* Work to complete:
a: From the article on seismic exploration off Labrador, write out the stretch from "The area is" through "but very important." word for word.
b: According to the article on seismic exploration off Labrador, how many wells did the oil and gas industry drill off the Labrador coast during the late 1970s and early 1980s?

Building
on a long history of seismic data acquisition in the harsh North
Atlantic, a Calgary-based geophysical company is taking the plunge
to explore for oil and gas in the icy waters of offshore Labrador.
After a
hiatus of more than 20 years, Geophysical Service Inc. (GSI) has
returned to Labrador's continental shelf, investing US $23 million
to purchase and equip a seismic vessel, and to acquire more than
10,000 kilometers of 2-D seismic data.
In early
October, GSI completed this year's program of approximately 9,000
kilometers of 2-D seismic data off the Labrador coast. Labrador's
continental shelf is about 250 kilometers wide and extends 2,000
kilometers from the northern tip of Newfoundland to Baffin Island.
The area is characterized by rough seas and sporadic iceberg traffic.
"We're
the pointy tip of the exploration stage," said Paul Einarrson, GSI's
chief operating officer, chairman and executive vice president.
"We're very little, but very important.
"We've
been working here (Atlantic Canada) longer than anyone else," he
added. "We understand the geology, the players and their level of
interest in the oil and gas basins."
During
the late 1970s and early 1980s, the oil and gas industry drilled
27 wells off the Labrador coast, resulting in five significant discoveries
totaling 4.2 Tcf of natural gas and 123 million barrels of natural
gas liquids. Because the industry was looking for oil, the gas discoveries
were deemed a technical success but a commercial failure. Accordingly,
Labrador's stranded gas reserves have languished for more than 20
years.
But rising
natural gas prices — combined with a North American gas market
that is becoming increasingly constrained by supply — make Labrador's
stranded gas reserves all the more attractive.

* Material:

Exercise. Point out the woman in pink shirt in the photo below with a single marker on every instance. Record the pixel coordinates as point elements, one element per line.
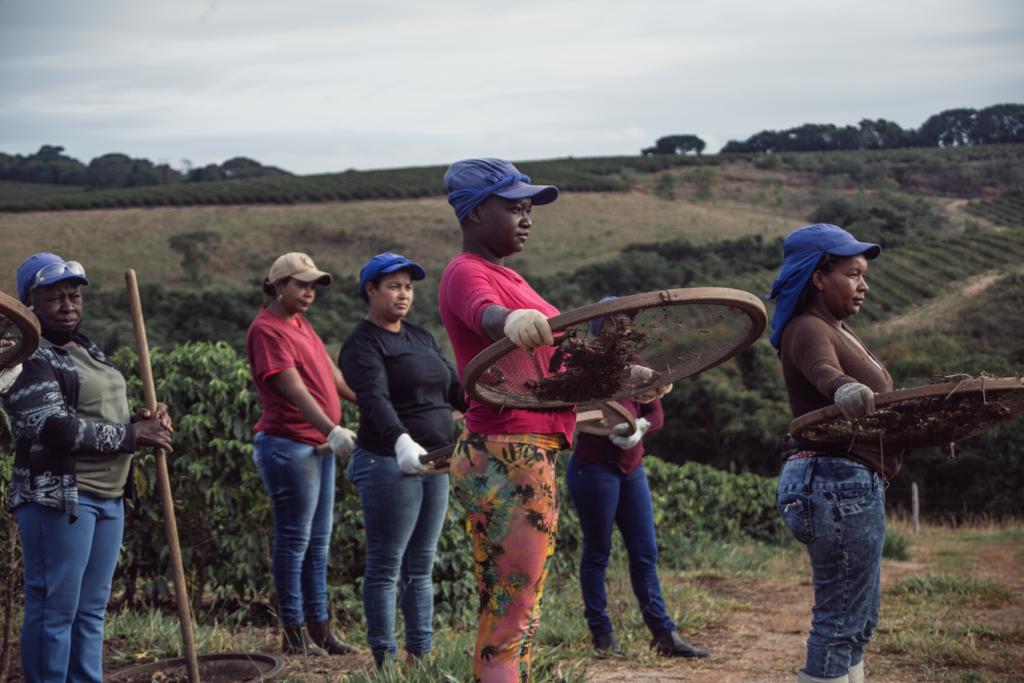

* Solutions by task:
a:
The area is characterized by rough seas and sporadic iceberg traffic.
"We're
the pointy tip of the exploration stage," said Paul Einarrson, GSI's
chief operating officer, chairman and executive vice president.
"We're very little, but very important.

b: The industry drilled 27 wells off the Labrador coast.